**Provided records**.

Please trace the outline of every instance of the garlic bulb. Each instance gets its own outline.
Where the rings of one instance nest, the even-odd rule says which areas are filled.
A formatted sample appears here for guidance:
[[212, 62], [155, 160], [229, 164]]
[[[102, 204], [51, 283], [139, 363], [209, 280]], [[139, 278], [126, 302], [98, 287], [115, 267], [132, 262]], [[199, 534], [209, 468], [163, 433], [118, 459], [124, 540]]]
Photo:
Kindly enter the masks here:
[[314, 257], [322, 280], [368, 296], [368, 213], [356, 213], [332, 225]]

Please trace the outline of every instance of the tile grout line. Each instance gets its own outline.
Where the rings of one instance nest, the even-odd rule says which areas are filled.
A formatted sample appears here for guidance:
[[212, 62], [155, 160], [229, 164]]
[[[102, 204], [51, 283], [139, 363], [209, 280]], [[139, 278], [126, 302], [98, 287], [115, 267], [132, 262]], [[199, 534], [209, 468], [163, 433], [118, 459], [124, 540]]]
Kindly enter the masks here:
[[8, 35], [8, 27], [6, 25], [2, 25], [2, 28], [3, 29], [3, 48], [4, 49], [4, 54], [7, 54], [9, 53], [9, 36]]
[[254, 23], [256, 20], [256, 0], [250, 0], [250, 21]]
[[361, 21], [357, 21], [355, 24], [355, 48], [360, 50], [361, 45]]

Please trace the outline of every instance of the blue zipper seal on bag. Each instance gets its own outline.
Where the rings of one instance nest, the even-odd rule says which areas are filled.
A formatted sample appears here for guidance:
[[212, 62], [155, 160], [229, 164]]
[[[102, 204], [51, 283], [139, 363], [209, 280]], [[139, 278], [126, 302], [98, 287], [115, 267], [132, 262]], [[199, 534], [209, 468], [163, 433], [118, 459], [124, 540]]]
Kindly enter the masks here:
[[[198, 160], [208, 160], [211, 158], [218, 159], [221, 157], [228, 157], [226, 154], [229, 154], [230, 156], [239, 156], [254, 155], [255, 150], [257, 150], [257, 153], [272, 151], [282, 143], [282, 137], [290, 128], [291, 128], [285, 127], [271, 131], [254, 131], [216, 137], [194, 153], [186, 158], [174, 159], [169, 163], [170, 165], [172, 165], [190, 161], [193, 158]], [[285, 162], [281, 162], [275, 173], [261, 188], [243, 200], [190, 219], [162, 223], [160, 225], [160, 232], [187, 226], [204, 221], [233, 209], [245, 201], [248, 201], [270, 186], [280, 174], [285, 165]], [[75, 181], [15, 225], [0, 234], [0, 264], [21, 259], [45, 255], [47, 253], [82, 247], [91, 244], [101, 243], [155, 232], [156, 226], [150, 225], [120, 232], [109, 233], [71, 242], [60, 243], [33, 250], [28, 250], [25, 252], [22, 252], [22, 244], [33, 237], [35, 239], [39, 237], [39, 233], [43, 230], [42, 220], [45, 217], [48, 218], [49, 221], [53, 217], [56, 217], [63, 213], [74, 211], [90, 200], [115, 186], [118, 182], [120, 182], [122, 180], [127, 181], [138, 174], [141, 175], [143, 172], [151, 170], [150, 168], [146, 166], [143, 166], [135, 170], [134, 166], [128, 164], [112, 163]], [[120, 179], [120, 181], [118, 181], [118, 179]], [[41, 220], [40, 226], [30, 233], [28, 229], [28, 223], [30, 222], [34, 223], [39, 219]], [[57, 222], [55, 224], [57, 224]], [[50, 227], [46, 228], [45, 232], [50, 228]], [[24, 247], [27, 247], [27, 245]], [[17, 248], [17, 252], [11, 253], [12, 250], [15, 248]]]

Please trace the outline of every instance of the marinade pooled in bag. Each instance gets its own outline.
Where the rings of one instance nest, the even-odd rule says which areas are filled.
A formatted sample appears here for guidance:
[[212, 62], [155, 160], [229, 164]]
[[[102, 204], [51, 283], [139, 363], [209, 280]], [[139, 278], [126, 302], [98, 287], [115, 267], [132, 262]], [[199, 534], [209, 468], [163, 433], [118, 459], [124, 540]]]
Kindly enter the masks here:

**What to produce**. Return verbatim the part of the listing that opens with the line containing "Please trace the outline of every instance of the marinade" and runs through the last line of the listing, including both ends.

**Answer to the problem**.
Please trace the outline of every instance of the marinade pooled in bag. Each instance gets its own outline.
Where the rings of one instance nest, the even-odd rule says which areas are filled.
A formatted sample appears here for guidance:
[[212, 62], [155, 160], [229, 164]]
[[[102, 204], [51, 283], [139, 363], [209, 280]], [[139, 278], [126, 302], [98, 287], [115, 267], [132, 262]], [[199, 534], [209, 468], [163, 433], [118, 459], [124, 540]]]
Kindly enter the masks here:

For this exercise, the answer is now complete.